[Data records]
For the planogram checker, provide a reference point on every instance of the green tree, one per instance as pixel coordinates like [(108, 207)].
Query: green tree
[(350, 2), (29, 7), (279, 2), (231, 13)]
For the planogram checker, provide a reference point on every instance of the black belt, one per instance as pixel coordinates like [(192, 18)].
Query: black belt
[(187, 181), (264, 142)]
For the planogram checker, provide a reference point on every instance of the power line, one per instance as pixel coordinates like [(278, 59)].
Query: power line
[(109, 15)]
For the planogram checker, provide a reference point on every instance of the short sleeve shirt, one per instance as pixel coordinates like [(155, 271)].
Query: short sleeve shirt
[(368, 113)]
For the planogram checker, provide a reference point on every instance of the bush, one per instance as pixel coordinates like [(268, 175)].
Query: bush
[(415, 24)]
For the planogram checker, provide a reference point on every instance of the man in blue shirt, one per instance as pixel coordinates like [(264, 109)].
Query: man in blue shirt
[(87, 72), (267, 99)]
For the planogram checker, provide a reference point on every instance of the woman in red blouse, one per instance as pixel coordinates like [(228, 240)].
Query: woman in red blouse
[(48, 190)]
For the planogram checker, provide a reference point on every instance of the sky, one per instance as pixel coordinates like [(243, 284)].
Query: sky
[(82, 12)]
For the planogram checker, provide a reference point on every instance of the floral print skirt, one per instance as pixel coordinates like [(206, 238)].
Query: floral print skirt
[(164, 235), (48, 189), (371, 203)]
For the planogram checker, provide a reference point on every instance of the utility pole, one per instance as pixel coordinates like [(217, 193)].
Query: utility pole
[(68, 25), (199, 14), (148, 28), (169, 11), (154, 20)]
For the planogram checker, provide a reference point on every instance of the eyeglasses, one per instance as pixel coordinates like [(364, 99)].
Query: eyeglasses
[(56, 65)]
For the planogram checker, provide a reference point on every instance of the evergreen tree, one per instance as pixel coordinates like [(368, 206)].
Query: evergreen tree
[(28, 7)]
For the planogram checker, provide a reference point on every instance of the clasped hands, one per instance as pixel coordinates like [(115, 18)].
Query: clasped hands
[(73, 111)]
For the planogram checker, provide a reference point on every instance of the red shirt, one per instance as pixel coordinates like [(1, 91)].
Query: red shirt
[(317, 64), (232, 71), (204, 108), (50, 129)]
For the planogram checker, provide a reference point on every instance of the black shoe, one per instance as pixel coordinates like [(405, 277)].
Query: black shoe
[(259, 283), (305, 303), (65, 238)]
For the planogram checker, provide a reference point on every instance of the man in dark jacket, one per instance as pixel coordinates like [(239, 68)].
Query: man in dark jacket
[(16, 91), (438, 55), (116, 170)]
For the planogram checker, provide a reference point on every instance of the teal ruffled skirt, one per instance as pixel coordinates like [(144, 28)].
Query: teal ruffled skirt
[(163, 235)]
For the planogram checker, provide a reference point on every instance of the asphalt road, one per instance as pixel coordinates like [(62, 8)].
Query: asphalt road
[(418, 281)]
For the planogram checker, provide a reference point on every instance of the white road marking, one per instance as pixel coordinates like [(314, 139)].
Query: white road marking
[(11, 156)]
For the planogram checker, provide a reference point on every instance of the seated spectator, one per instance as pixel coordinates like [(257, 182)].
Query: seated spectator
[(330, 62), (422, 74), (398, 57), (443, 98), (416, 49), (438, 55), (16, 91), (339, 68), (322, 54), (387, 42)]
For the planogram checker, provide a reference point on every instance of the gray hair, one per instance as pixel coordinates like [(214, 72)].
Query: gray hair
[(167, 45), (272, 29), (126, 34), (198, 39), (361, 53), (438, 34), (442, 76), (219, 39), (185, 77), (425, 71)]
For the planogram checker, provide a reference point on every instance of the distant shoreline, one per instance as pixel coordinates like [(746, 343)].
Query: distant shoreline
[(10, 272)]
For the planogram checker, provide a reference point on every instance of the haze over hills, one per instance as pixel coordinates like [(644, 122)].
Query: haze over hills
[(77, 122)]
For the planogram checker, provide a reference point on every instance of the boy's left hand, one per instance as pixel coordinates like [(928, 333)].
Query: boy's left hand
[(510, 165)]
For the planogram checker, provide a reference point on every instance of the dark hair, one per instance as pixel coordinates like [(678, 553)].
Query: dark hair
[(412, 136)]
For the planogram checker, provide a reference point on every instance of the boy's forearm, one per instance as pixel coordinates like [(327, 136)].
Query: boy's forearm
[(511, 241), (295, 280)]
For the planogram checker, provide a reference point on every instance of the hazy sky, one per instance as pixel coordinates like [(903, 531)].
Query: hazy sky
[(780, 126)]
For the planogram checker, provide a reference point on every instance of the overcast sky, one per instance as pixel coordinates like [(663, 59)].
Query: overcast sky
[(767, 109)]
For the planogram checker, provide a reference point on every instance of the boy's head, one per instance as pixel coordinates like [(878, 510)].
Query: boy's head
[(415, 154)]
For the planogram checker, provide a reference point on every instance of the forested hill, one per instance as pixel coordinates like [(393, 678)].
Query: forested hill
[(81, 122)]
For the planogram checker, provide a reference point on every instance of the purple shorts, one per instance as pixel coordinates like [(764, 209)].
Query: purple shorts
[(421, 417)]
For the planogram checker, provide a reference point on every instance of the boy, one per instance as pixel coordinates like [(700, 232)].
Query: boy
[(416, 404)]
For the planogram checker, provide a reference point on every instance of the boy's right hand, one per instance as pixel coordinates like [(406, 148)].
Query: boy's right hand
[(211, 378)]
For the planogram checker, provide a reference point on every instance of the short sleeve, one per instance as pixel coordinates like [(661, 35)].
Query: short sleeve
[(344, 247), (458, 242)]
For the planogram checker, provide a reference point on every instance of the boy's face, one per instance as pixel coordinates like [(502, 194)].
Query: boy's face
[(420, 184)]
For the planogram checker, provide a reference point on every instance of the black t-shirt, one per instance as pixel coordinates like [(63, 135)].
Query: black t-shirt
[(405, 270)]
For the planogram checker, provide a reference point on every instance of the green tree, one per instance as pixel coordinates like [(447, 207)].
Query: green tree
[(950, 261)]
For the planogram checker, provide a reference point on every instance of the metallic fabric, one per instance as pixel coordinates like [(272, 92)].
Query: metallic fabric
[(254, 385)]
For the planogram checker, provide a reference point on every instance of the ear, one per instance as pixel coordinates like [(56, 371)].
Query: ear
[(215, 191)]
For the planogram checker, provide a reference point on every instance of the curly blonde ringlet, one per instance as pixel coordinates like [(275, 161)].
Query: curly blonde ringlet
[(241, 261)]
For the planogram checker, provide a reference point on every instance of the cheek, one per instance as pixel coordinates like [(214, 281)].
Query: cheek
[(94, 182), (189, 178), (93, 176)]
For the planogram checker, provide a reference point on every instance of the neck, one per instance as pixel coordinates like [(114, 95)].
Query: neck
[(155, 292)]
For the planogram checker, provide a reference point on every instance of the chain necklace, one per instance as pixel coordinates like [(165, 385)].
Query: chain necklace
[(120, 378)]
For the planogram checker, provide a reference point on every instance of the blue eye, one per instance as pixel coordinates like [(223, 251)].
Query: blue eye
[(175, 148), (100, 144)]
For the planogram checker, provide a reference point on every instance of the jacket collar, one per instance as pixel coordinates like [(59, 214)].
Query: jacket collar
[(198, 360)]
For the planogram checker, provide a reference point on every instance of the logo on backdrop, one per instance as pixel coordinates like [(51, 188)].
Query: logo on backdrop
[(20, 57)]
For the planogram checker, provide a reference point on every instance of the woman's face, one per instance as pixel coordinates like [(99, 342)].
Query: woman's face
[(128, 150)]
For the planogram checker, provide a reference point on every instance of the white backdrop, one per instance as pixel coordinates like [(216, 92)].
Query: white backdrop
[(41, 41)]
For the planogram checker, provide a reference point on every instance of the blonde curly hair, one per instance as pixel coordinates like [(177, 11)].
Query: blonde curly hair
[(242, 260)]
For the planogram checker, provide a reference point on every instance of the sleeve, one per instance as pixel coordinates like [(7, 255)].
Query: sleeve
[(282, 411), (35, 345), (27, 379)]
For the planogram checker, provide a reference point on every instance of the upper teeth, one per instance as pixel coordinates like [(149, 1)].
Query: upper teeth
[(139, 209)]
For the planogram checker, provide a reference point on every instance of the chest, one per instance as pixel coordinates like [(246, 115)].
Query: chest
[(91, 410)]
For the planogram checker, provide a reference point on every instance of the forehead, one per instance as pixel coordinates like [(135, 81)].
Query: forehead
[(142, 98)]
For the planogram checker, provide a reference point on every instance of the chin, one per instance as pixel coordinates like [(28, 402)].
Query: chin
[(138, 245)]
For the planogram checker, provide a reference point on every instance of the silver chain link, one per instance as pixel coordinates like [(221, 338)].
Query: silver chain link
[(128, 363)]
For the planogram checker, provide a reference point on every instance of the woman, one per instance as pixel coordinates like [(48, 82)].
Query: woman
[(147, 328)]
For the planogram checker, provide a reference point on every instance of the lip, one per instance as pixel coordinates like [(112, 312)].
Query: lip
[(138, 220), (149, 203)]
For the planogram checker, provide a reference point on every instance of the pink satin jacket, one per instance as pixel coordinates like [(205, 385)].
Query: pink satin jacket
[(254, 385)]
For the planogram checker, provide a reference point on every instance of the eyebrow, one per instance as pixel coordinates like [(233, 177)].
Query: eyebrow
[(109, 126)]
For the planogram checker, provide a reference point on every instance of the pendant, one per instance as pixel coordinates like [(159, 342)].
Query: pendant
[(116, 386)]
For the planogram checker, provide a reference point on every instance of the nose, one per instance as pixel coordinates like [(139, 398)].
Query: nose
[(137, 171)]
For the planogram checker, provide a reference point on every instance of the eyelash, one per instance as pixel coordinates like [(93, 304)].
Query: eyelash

## Work to complete
Search the data for the word "eyelash" and copy each line where it appears.

## Solution to the exercise
For the planogram checker, provide a reference point on every instance of the eyelash, one per instance as pixel coordinates like [(93, 304)].
Query: eyelash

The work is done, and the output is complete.